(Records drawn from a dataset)

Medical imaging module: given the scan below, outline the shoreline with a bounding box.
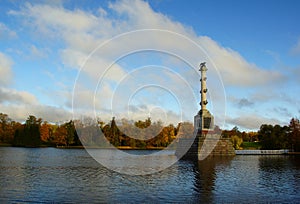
[1,144,299,154]
[235,149,300,155]
[56,146,167,150]
[0,144,166,150]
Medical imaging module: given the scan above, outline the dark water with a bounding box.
[0,147,299,203]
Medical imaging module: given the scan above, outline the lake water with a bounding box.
[0,147,299,203]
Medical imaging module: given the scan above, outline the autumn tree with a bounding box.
[40,122,52,143]
[53,125,67,146]
[247,131,259,142]
[222,126,241,138]
[159,124,176,147]
[134,117,151,129]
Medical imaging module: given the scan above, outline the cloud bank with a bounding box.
[0,0,288,129]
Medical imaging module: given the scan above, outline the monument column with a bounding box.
[176,62,235,160]
[194,62,214,136]
[200,62,208,111]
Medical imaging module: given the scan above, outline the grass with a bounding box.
[241,142,262,150]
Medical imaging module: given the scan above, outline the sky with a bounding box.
[0,0,300,131]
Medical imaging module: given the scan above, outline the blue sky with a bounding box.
[0,0,300,131]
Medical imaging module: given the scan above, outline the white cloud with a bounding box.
[0,87,71,123]
[0,104,71,123]
[114,104,183,126]
[226,114,283,131]
[0,87,39,105]
[0,22,17,39]
[199,36,284,87]
[0,52,13,86]
[61,49,127,82]
[108,0,193,34]
[17,3,98,33]
[18,0,281,87]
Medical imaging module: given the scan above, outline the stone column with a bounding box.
[200,62,208,111]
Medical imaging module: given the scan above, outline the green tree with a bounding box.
[13,115,42,147]
[258,124,289,150]
[231,135,243,150]
[64,120,75,146]
[110,117,120,147]
[289,118,300,152]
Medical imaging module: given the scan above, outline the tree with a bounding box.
[40,122,52,143]
[110,117,120,147]
[134,117,151,129]
[248,131,259,142]
[222,126,241,138]
[25,115,42,147]
[64,121,75,146]
[160,124,176,147]
[241,131,249,142]
[65,120,81,146]
[13,125,25,146]
[0,113,15,144]
[258,124,289,150]
[231,135,243,150]
[0,113,11,125]
[53,125,67,146]
[289,118,300,152]
[13,115,42,147]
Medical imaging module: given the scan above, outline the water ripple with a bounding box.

● **Task description**: Your answer must be every record above, word for word, with no pictures.

● **Reply**:
Medical imaging module: given the scan below, outline the shoreline with a bounding box.
[1,144,299,154]
[235,149,300,155]
[56,146,167,150]
[0,144,166,150]
Medical imaging module: given the scan above, outline the dark water with a bounding box.
[0,147,299,203]
Medical imaging module: given the scan above, outline the lake water with a bounding box.
[0,147,299,203]
Medical imaging module: given the scan above, outline the autumn tree with a bounding box.
[40,122,52,143]
[53,125,67,146]
[247,131,259,142]
[222,126,241,138]
[159,124,176,147]
[134,117,151,129]
Medical imaging module: given the scan above, outline the cloud bank with a bounding box.
[0,0,288,129]
Medical imaging module: given the scan above, outline the monument column with a bounding box.
[176,62,235,160]
[194,62,214,136]
[200,62,208,111]
Medical imaging module: given the scan above, outline the grass with a bounding box.
[241,142,262,150]
Medical imaging module: given the scan above, outline the sky with a bounding box.
[0,0,300,131]
Medical imaging module: given the scan above, outline the blue sky with a bounding box.
[0,0,300,131]
Medical imaging module: given the scan above, outline the white cloud with a bounding box.
[0,87,71,123]
[0,104,71,123]
[114,104,183,126]
[226,114,283,131]
[0,87,39,105]
[0,22,17,39]
[199,36,284,87]
[0,52,13,86]
[61,49,127,82]
[108,0,193,34]
[17,3,98,33]
[18,0,281,87]
Medical imaging module: given the scan above, outline the stone column with a bounding box.
[200,62,208,111]
Medical imaging module: given the scan above, outline the green tree with a bounding box.
[13,115,42,147]
[258,124,289,150]
[231,135,243,150]
[64,120,75,146]
[110,117,120,147]
[289,118,300,152]
Medical imaging module: given the scan above, outline the tree with a bounding box.
[40,122,52,143]
[110,117,120,147]
[134,117,151,129]
[248,131,259,142]
[222,126,241,138]
[25,115,42,147]
[64,121,75,146]
[160,124,176,147]
[241,131,249,142]
[65,120,81,146]
[13,125,25,146]
[0,113,15,144]
[258,124,289,150]
[231,135,243,150]
[0,113,11,125]
[53,125,67,146]
[289,118,300,152]
[13,115,42,147]
Medical imaging module: given the scan above, outline the water ripple with a bounding box.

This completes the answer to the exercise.